---------- Recorded information

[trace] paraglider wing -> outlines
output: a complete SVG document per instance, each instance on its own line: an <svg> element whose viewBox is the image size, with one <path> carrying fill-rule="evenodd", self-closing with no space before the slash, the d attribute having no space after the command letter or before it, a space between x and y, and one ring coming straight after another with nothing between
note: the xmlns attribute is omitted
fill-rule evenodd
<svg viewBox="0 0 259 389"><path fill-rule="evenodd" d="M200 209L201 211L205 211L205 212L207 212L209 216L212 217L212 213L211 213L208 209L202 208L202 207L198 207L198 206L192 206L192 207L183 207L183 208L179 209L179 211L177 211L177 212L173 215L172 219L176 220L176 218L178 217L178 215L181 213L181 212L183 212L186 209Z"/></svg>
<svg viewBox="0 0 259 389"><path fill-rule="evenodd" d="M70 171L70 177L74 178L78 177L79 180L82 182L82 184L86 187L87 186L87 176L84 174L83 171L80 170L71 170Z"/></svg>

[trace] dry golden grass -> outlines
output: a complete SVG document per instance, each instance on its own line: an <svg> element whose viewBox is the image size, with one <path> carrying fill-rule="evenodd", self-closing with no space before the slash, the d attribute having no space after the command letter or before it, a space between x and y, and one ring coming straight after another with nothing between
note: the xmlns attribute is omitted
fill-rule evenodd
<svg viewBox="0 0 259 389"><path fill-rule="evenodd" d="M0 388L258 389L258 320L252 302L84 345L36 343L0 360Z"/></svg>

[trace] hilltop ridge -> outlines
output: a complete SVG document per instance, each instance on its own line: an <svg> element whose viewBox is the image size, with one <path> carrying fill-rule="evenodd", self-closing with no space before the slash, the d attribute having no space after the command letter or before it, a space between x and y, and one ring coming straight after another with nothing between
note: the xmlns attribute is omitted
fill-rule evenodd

--------------------

__Problem description__
Edit the rows above so that every "outlines" becomes "contours", and change nothing else.

__Correct output__
[trace] paraglider wing -> contours
output: a complete SVG document per instance, each instance on its own line: an <svg> element whose viewBox is the image size, with one <path> carrying fill-rule="evenodd", self-closing with no space before the slash, the d attribute having no space after the command letter or before it, a space between x and y, and one ring coming straight after another with nothing between
note: the xmlns attribute is omitted
fill-rule evenodd
<svg viewBox="0 0 259 389"><path fill-rule="evenodd" d="M200 209L201 211L205 211L205 212L207 212L209 216L212 217L212 213L211 213L208 209L202 208L202 207L198 207L198 206L192 206L192 207L183 207L183 208L179 209L179 211L177 211L177 212L173 215L172 219L176 220L176 218L178 217L178 215L181 213L181 212L183 212L186 209Z"/></svg>
<svg viewBox="0 0 259 389"><path fill-rule="evenodd" d="M70 171L70 177L74 178L78 177L79 180L82 182L82 184L86 187L87 186L87 176L84 174L83 171L80 170L71 170Z"/></svg>

[trace] dry golden grass -> contours
output: a complete SVG document per instance, each instance on its own line: an <svg> element whose viewBox is the image size, with one <path> carrying fill-rule="evenodd", self-closing with no space before the slash, the d attribute having no space after the command letter or before it, a space between x and y, and one ring coming straight after another with nothing between
note: the xmlns attribute is omitted
fill-rule evenodd
<svg viewBox="0 0 259 389"><path fill-rule="evenodd" d="M0 388L258 389L258 320L252 302L84 345L36 343L0 360Z"/></svg>

[trace] hilltop ridge -> contours
output: a complete SVG document per instance, each instance on its own line: an <svg> element whose viewBox is the image size, with one <path> carrying fill-rule="evenodd", self-closing with no space before the slash, the d attribute having no space after the command letter or before it, a space between x and y, and one ring coming straight after another with nothing between
note: the xmlns attribute is omitted
fill-rule evenodd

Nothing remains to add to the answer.